- STATED GOAL: Can you edit everything from the start of the entries down to the line containing "78), (300, 36)]", swapping "rough soil texture" for "coarse soil texture" and leaving the rest unchanged? Return only those lines.

+-------+

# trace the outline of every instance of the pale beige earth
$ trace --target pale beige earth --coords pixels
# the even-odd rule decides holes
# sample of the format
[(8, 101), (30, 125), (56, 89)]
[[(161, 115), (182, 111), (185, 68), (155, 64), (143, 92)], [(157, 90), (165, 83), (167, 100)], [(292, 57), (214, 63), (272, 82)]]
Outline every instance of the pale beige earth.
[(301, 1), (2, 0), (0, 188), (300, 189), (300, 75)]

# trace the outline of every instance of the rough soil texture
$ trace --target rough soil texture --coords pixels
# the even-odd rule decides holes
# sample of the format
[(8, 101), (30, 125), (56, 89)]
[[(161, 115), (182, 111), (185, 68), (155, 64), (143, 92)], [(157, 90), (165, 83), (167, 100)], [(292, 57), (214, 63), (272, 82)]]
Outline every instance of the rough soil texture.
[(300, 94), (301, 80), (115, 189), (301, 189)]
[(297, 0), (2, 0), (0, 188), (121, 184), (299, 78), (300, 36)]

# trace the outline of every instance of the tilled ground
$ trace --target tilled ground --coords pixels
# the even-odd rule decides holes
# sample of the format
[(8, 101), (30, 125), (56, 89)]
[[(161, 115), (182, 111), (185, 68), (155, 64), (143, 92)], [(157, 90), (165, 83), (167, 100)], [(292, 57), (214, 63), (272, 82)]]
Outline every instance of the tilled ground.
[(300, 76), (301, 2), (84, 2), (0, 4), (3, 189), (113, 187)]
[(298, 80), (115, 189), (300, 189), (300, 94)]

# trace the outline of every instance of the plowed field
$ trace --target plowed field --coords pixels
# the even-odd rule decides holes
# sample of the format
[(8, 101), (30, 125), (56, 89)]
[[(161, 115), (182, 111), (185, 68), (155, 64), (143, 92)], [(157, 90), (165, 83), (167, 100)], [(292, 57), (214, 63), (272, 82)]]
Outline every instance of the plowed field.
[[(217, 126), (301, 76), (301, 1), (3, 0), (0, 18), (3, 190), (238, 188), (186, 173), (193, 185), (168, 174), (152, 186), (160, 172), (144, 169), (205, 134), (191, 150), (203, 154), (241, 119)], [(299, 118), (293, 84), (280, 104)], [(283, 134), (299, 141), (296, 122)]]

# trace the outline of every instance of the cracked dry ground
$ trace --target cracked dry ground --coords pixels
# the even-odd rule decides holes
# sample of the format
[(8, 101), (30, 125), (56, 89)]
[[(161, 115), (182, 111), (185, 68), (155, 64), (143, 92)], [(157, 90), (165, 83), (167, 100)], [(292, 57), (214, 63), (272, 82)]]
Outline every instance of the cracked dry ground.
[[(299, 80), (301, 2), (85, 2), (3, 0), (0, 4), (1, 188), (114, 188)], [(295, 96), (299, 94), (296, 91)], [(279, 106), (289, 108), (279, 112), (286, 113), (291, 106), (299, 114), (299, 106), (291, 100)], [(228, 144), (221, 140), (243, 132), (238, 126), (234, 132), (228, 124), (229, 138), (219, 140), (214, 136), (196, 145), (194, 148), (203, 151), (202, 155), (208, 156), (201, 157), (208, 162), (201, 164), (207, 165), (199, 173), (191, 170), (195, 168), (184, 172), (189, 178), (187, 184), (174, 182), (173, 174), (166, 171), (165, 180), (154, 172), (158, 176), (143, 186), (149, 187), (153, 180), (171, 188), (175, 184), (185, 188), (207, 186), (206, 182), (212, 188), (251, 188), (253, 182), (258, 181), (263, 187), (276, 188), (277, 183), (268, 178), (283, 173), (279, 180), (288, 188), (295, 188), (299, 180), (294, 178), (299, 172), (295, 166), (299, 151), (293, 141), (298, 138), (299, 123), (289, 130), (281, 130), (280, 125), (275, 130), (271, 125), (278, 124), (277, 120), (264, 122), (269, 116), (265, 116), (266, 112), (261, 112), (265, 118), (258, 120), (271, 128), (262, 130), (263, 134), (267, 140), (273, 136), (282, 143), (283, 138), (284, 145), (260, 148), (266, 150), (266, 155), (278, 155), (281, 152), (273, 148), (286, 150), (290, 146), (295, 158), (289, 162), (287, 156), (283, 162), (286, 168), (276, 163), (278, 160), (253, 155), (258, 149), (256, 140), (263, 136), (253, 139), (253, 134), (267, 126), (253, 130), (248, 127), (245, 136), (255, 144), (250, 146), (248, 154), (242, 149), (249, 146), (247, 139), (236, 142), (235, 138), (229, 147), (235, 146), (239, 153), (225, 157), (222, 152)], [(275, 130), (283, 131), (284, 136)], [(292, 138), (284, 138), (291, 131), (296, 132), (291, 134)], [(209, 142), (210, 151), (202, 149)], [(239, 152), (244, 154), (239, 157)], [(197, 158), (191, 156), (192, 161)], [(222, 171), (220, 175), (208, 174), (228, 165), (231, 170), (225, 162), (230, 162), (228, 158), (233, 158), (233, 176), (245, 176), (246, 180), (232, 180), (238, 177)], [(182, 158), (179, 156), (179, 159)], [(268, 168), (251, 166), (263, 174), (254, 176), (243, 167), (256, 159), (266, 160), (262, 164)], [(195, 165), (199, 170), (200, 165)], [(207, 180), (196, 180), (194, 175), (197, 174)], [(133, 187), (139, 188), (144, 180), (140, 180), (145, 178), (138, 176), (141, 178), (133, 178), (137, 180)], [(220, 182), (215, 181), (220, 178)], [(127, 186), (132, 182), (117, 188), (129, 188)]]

+-------+

- FINISHED ANSWER:
# trace the outline of every instance of the pale beige earth
$ trace --target pale beige earth --coords pixels
# the even-odd rule decides holes
# sample of the format
[(8, 101), (30, 125), (56, 89)]
[[(161, 115), (182, 111), (185, 68), (155, 64), (143, 92)], [(157, 90), (165, 83), (167, 100)], [(292, 57), (214, 63), (272, 82)]]
Outline every instance of the pale beige earth.
[(301, 1), (2, 0), (0, 188), (300, 189), (300, 75)]

# trace the outline of every instance of the coarse soil texture
$ trace --target coarse soil texture --coords pixels
# the even-odd rule decides holes
# sample of the format
[(8, 101), (30, 125), (56, 89)]
[[(161, 115), (182, 111), (185, 68), (155, 64), (143, 92)], [(157, 90), (165, 83), (167, 100)], [(292, 57), (214, 63), (272, 82)]]
Outline every instance of the coarse soil texture.
[(300, 94), (301, 80), (115, 189), (301, 189)]
[(297, 0), (2, 0), (0, 188), (121, 184), (299, 78), (300, 36)]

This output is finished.